===== Data provided =====

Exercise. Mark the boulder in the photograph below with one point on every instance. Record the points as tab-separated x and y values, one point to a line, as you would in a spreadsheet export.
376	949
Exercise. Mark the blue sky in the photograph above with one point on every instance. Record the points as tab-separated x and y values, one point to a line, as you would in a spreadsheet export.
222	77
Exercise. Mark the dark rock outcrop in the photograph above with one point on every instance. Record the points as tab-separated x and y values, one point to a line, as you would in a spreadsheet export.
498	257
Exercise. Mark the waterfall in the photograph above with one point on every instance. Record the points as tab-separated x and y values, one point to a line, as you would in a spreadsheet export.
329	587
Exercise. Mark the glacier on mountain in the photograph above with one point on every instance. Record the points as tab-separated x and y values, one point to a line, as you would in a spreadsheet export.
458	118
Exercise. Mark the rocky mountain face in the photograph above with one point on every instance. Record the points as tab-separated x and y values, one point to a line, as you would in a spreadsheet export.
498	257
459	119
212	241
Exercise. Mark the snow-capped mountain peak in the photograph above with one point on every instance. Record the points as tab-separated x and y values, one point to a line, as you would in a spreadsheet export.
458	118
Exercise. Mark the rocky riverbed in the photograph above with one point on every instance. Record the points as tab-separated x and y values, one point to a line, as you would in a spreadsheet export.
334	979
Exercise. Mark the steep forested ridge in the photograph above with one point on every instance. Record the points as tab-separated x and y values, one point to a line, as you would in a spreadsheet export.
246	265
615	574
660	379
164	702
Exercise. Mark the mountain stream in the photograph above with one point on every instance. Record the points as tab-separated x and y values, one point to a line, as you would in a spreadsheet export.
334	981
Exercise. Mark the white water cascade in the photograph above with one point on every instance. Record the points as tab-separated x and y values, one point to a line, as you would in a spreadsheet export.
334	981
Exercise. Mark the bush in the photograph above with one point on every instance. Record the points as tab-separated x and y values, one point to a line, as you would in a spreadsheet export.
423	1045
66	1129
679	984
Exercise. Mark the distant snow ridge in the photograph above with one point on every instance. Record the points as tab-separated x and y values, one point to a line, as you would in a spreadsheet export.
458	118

=====

§ Request: Print every line of the records above without changing a single character.

§ Written response:
Exercise. Mark the boulder in the photograph below with one point on every instance. Record the points as tab-separated x and y values, one point to a line, as you would in a spreadsheet export.
376	949
Exercise. Mark the blue sky in the photograph above with one point on every instance. Record the points as tab-separated x and y values, one point to a line, as you would in a spreadsheet export.
222	77
Exercise. Mark the dark rock outcrop in the photograph above with one point on every instance. Record the points as tab-separated x and y values, one point to a line, as you would in a spreadsheet export.
498	257
Exercise. Mark the waterfall in the photograph above with one point on every instance. Record the points as tab-separated x and y values, one point to a line, as you would in a spreadsheet export.
329	587
Exercise. Mark the glacier on mountain in the photograph above with one point on every instance. Record the points as tab-separated x and y values, one point to a line, as you would in a spreadsheet export.
458	118
Exercise. Mark the rocky mountain face in the photograph above with one point on every instance. Record the points as tab-separated x and y values, one point to a line, as you would in a spreadsheet export.
498	257
459	119
212	241
Exercise. Mark the snow-capped mountain peak in the photograph above with one point on every instance. Record the points as tab-separated x and y values, one point to a line, as you would in a spreadsheet export.
458	118
Exercise. Mark the rocky riverbed in the photograph above with one point on every instance. Record the points as tab-separated x and y values, one point to a line, as you would in a spreadsheet export.
334	979
Exercise. Mark the steep forested ridge in the photograph above with one point on every instance. Record the points as tab-separated x and y values, one point to a line, as you would in a spreadsheet export.
246	265
615	574
660	379
164	702
Exercise. Mark the mountain stream in the photograph above with one point on every instance. Record the points as tab-separated x and y values, one point to a line, as you would in a spreadsheet export.
334	981
Exercise. Mark the white water cascade in the photograph above with one point on every instance. Record the points as tab-separated x and y values, one point to a line, as you would in a spreadsheet export.
334	981
Exercise. Mark the bush in the photograph above with one point on every instance. Record the points as tab-separated x and y values, one point to a line, as you would in a spreadsheet export.
423	1045
66	1129
679	984
Exercise. Mark the distant snow ridge in the photograph above with one point on every instance. Record the points as tab-separated x and y values, one point to a line, as you would in a spreadsheet export.
458	118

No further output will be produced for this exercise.